Aim:
Update the records from the line containing "locate every stone" down to the line containing "0;156;137;195" by replacing "snug" with "tight" and leaving everything else unchanged. Return only those lines.

Data extract:
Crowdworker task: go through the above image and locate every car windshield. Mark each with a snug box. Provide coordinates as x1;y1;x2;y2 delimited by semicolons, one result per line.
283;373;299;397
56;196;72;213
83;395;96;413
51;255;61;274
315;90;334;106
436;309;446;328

--

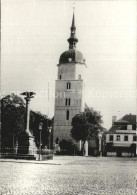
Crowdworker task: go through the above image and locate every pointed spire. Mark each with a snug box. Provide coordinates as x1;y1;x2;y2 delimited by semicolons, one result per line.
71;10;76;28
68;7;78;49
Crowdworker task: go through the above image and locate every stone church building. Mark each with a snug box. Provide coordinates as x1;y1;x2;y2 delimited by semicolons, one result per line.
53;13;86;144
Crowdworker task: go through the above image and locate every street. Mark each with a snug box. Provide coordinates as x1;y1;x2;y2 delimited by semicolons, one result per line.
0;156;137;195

* * *

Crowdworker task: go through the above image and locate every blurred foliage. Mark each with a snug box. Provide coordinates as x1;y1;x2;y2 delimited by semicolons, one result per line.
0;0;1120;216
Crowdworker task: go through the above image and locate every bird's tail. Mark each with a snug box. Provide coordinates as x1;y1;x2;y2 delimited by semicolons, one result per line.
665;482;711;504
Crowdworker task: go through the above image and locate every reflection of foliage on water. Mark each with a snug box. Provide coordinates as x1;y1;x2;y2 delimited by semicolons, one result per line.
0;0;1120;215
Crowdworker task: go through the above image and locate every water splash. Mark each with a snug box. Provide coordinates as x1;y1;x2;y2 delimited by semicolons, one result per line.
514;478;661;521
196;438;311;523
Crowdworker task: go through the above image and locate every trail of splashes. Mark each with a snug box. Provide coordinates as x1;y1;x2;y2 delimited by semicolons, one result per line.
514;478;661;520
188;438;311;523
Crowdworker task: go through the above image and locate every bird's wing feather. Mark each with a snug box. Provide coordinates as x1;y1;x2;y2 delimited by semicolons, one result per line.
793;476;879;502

Task solution:
Crowdworker task: go through the above image and locate every stone church building. Mark each with a tight box. Provide coordinates as x1;y1;x2;y2 delimited by semicolons, one result per line.
53;13;86;144
Crowdworker task: go through the above image and locate every street. Mark each with a tight box. Provide coordinates as x1;y1;x2;y2 delimited by semicolons, one result per line.
0;156;137;195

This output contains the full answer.